[PATCH v2 09/17] staging/lirc_serial: Remove TSC-based timing

Andy Lutomirski luto at kernel.org
Fri Jun 12 23:44:49 UTC 2015


It wasn't compiled in by default.  I suspect that the driver was and
still is broken, though -- it's calling udelay with a parameter
that's derived from loops_per_jiffy.

Cc: Jarod Wilson <jarod at wilsonet.com>
Cc: devel at driverdev.osuosl.org
Cc: Greg Kroah-Hartman <gregkh at linuxfoundation.org>
Signed-off-by: Andy Lutomirski <luto at kernel.org>
---
 drivers/staging/media/lirc/lirc_serial.c | 63 ++------------------------------
 1 file changed, 4 insertions(+), 59 deletions(-)

diff --git a/drivers/staging/media/lirc/lirc_serial.c b/drivers/staging/media/lirc/lirc_serial.c
index dc7984455c3a..465796a686c4 100644
--- a/drivers/staging/media/lirc/lirc_serial.c
+++ b/drivers/staging/media/lirc/lirc_serial.c
@@ -327,9 +327,6 @@ static void safe_udelay(unsigned long usecs)
  * time
  */
 
-/* So send_pulse can quickly convert microseconds to clocks */
-static unsigned long conv_us_to_clocks;
-
 static int init_timing_params(unsigned int new_duty_cycle,
 		unsigned int new_freq)

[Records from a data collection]
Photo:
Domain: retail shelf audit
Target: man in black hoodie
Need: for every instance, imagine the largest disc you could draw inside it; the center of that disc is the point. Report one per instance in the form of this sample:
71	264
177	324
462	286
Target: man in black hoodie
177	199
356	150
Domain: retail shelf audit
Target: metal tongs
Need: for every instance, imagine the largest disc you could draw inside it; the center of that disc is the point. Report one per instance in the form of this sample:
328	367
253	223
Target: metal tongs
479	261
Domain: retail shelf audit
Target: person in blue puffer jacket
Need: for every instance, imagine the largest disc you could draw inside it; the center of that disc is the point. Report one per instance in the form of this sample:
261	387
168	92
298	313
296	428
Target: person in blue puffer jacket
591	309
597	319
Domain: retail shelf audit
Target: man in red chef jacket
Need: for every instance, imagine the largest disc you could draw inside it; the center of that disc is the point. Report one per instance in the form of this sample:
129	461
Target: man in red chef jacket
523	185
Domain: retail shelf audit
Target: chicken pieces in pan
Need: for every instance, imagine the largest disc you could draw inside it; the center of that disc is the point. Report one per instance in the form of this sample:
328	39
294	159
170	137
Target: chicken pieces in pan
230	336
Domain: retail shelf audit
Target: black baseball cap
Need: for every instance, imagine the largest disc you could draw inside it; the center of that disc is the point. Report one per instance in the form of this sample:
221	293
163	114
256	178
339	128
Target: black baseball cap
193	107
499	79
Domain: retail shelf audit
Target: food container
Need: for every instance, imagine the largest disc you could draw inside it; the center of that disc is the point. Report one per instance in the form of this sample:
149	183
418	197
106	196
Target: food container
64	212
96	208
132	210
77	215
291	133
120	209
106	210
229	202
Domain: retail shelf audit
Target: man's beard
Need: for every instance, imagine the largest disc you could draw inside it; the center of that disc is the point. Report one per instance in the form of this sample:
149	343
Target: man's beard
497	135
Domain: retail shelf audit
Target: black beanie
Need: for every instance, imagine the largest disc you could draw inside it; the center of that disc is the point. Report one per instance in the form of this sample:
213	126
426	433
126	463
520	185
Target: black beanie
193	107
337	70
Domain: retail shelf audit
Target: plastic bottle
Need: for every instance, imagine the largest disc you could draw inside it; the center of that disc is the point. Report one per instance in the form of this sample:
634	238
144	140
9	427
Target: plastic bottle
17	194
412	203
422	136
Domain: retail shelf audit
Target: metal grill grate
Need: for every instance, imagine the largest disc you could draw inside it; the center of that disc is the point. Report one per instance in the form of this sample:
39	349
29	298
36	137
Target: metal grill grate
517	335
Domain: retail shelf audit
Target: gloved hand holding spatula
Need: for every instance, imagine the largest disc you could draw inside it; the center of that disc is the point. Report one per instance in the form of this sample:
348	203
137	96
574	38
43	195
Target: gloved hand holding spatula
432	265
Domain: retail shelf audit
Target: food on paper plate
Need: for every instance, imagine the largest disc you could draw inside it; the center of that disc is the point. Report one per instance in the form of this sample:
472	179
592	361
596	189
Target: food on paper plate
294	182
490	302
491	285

AIM OF THE EXERCISE.
List every recipient named on a Cc line in the patch above.

TASK SOLUTION.
- Jarod Wilson <jarod at wilsonet.com>
- devel at driverdev.osuosl.org
- Greg Kroah-Hartman <gregkh at linuxfoundation.org>